*TASK STATEMENT:* Show every line of the material that follows in which the word "located" occurs.
Start of RECORDS SUPPLIED
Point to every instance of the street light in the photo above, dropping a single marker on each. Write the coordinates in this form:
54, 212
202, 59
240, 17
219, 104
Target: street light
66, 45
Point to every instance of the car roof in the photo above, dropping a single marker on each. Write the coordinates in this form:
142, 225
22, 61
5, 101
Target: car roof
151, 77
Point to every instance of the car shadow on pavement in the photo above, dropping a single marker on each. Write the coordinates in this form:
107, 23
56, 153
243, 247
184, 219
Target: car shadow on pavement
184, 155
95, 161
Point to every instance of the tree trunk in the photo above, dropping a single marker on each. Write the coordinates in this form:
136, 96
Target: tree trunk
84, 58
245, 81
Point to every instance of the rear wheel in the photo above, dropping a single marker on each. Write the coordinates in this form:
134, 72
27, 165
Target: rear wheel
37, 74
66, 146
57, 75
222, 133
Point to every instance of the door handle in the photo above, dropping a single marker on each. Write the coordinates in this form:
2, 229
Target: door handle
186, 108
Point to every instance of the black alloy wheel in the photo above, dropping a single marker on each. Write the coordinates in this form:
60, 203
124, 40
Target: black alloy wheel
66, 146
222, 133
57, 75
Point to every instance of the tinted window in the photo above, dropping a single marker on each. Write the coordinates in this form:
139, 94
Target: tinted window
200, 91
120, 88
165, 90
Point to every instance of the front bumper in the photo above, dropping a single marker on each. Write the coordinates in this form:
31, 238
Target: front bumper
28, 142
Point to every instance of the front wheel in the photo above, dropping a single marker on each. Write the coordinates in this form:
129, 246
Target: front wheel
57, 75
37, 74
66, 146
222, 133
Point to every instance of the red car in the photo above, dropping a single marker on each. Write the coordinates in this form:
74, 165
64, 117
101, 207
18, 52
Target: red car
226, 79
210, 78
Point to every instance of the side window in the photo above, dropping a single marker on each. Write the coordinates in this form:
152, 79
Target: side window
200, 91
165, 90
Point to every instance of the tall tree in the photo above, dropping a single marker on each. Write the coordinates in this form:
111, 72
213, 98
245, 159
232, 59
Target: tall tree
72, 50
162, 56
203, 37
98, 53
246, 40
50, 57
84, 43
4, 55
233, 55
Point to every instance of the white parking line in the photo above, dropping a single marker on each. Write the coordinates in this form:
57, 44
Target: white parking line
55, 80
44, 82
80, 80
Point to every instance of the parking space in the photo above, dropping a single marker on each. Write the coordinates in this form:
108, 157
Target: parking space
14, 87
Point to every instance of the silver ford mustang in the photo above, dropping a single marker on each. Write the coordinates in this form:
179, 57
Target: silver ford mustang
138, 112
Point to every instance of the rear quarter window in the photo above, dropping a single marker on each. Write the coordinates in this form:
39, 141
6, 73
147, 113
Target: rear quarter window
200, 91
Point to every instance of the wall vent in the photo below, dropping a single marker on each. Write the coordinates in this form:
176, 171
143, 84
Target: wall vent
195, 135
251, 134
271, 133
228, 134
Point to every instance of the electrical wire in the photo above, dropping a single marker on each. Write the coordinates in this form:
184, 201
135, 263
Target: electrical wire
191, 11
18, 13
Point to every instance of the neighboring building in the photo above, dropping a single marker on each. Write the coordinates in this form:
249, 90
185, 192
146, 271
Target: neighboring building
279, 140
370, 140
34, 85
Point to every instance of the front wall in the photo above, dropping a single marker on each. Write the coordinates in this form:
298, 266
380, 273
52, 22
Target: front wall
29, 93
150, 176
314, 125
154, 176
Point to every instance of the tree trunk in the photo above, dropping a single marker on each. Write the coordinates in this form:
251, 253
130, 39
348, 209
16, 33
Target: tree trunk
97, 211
End of RECORDS SUPPLIED
Start of RECORDS SUPPLIED
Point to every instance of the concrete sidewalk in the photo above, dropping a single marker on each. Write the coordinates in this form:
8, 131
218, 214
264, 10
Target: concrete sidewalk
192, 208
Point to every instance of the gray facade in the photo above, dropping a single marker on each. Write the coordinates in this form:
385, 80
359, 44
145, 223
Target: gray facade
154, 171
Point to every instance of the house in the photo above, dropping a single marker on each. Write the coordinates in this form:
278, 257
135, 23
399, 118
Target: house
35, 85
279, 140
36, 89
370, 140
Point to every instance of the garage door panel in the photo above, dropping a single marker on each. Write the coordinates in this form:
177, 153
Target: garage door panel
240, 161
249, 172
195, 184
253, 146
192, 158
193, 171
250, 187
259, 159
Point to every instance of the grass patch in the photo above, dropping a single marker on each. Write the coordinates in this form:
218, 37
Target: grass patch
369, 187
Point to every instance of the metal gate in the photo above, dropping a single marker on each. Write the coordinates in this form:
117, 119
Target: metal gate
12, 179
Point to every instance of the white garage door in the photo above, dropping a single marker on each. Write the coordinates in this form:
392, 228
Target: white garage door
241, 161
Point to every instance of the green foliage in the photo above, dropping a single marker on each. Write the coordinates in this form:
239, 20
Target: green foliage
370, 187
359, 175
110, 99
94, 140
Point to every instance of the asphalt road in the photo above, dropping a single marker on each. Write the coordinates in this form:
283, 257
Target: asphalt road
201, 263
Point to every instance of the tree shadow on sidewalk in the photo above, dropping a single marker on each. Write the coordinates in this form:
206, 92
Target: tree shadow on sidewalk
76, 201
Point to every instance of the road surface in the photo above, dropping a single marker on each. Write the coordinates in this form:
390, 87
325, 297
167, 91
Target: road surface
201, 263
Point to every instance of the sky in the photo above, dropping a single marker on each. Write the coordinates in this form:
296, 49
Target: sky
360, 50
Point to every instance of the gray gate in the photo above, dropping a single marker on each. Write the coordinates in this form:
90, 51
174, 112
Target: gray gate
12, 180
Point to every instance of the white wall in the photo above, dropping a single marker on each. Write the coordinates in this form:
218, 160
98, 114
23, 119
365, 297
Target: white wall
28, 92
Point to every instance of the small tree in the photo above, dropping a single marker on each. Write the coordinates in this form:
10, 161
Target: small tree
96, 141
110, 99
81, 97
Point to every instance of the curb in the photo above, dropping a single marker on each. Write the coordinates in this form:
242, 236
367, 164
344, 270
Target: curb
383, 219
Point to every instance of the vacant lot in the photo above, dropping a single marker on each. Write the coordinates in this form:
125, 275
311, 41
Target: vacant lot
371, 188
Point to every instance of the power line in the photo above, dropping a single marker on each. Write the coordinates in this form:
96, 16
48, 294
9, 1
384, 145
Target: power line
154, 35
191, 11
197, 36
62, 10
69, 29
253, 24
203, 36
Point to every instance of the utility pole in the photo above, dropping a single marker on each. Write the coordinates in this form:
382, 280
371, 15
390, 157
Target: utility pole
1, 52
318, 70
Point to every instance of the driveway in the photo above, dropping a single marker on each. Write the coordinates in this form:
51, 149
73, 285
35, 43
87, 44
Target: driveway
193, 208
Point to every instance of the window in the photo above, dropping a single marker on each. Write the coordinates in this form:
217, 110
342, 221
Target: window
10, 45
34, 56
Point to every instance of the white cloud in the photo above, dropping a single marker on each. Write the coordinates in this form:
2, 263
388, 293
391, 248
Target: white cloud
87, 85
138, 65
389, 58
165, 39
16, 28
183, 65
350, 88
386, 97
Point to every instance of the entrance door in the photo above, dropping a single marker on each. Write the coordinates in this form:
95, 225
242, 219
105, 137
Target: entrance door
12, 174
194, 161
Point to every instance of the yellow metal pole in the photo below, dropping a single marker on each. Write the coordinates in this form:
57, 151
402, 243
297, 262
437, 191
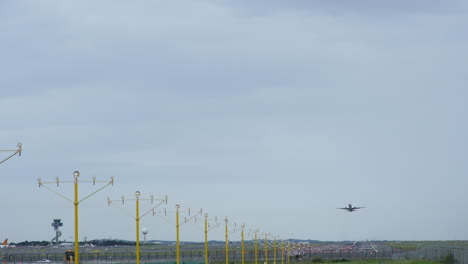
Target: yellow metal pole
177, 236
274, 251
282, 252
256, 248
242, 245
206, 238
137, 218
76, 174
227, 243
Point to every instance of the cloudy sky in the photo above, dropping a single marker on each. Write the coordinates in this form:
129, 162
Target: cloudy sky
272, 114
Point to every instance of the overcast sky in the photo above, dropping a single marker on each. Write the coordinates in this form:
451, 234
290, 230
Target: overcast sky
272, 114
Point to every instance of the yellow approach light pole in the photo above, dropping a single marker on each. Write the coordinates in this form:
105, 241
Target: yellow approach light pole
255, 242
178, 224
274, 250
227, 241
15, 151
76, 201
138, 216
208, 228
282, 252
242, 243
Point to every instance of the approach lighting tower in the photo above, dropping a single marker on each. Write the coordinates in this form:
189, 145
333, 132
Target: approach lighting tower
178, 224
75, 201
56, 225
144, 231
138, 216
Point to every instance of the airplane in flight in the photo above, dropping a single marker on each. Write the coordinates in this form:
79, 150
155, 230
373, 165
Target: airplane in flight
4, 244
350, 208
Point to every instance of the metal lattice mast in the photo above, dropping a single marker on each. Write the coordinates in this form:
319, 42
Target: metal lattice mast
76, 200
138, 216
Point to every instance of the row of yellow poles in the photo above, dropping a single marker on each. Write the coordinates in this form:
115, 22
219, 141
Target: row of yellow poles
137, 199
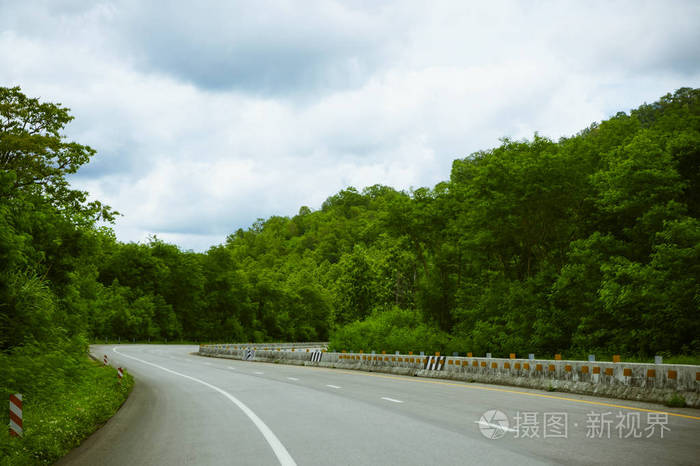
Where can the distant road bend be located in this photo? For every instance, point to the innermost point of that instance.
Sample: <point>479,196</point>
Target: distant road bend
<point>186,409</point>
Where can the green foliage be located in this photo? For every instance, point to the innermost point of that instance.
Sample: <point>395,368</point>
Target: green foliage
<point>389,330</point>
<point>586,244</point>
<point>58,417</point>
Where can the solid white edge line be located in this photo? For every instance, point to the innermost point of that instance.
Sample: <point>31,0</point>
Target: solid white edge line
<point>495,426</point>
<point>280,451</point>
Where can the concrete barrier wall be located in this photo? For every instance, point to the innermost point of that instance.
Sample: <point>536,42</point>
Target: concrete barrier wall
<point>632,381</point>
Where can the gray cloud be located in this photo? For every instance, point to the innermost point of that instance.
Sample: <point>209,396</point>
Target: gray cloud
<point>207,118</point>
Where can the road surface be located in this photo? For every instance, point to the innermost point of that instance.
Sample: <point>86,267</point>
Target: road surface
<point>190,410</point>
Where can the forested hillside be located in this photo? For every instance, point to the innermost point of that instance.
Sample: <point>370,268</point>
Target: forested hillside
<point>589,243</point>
End of RECORDS SUPPLIED
*PROBLEM SOLUTION:*
Where can the distant road bend be located in this photo? For every instance, point to the innermost point of that instance.
Where can the green foliage be located in this photo? For every instance, point to the innermost point of that instance.
Where can the solid white edge line be located in this photo? For every instance, point to the innermost point of that instance.
Where can the concrete barrier wall be located in this photo? For every instance, point to the innermost point of that instance.
Where can the gray cloud be located in this photo? For every instance, point to the innermost point of that instance.
Where can the road surface be located in this photo? For every instance, point to the innermost point of that instance.
Where can the forested hillside be located in this photo? For every instance, point to the innermost point of that instance.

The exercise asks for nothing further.